TECHNOPHILE

ADSL: premier pas vers la baisse des prix

Dans les zones dégroupées, l’opérateur romand VTX lance cette semaine une offre à 34 francs au lieu de 47 francs par mois. Swisscom anticipe une baisse de 30% des tarifs dans le courant de l’année.

Les Suisses attendaient beaucoup de la libéralisation du marché des connexions à haut débit sur les lignes téléphoniques, effective depuis avril 2007. Ils espéraient surtout des baisses de prix spectaculaires, semblables à ce qu’ils avaient connu lors de l’ouverture du marché des communications vocales en 1998: après quelques mois, certains tarifs avaient alors baissé de 70%.

Près d’une année plus tard, il faut bien avouer que l’ouverture du marché a fait flop: presque aucun opérateur ne propose de services dégroupés. Le dossier s’est embourbé dans les plaintes déposées auprès de la Commission fédérale de la communication (lire ci-dessous) et la majorité des opérateurs privés préfèrent attendre avant de se lancer. «Nous développons notre infrastructure mais nous ne prévoyons pas de lancement avant la deuxième partie de l’année, peut-être même plus tard, dit Gottardo Pestalozzi, porte-parole de Sunrise. Le processus d’ouverture du marché est ralenti par la résistance de Swisscom.»

———

ÉNONCÉ DU PROBLÈME —
Recopiez intégralement l'article sur l'ADSL ci-dessus, s'il vous plaît, sans y changer un seul mot.

———

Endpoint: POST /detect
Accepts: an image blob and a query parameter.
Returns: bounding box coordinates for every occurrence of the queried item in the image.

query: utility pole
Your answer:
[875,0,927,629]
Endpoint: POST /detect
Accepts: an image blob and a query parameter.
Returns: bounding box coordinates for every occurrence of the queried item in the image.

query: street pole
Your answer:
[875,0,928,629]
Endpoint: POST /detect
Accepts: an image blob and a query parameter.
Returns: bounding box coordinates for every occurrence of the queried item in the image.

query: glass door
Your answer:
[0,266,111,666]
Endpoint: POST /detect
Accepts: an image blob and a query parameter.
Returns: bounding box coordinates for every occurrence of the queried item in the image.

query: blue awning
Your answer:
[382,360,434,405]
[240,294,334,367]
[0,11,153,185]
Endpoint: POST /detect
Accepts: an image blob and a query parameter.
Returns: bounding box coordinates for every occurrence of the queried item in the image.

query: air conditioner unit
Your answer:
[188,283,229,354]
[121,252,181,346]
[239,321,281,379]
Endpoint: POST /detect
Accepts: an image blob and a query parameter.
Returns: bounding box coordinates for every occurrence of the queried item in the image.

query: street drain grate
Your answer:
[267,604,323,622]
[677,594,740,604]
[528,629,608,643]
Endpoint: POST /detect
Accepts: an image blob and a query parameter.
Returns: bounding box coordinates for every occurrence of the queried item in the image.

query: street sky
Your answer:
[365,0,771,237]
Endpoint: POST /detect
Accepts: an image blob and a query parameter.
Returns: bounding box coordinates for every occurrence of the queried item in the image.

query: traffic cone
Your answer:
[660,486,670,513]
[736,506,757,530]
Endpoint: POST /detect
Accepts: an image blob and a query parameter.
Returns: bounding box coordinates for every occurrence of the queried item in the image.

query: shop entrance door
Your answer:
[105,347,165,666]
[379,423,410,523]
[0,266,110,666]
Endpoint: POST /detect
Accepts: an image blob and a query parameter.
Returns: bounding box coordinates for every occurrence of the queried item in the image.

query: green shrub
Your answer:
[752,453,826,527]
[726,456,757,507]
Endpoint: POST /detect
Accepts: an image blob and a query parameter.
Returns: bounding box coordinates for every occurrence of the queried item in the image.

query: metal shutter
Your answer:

———

RÉSULTAT OBTENU —
TECHNOPHILE

ADSL: premier pas vers la baisse des prix

Dans les zones dégroupées, l’opérateur romand VTX lance cette semaine une offre à 34 francs au lieu de 47 francs par mois. Swisscom anticipe une baisse de 30% des tarifs dans le courant de l’année.

Les Suisses attendaient beaucoup de la libéralisation du marché des connexions à haut débit sur les lignes téléphoniques, effective depuis avril 2007. Ils espéraient surtout des baisses de prix spectaculaires, semblables à ce qu’ils avaient connu lors de l’ouverture du marché des communications vocales en 1998: après quelques mois, certains tarifs avaient alors baissé de 70%.

Près d’une année plus tard, il faut bien avouer que l’ouverture du marché a fait flop: presque aucun opérateur ne propose de services dégroupés. Le dossier s’est embourbé dans les plaintes déposées auprès de la Commission fédérale de la communication (lire ci-dessous) et la majorité des opérateurs privés préfèrent attendre avant de se lancer. «Nous développons notre infrastructure mais nous ne prévoyons pas de lancement avant la deuxième partie de l’année, peut-être même plus tard, dit Gottardo Pestalozzi, porte-parole de Sunrise. Le processus d’ouverture du marché est ralenti par la résistance de Swisscom.»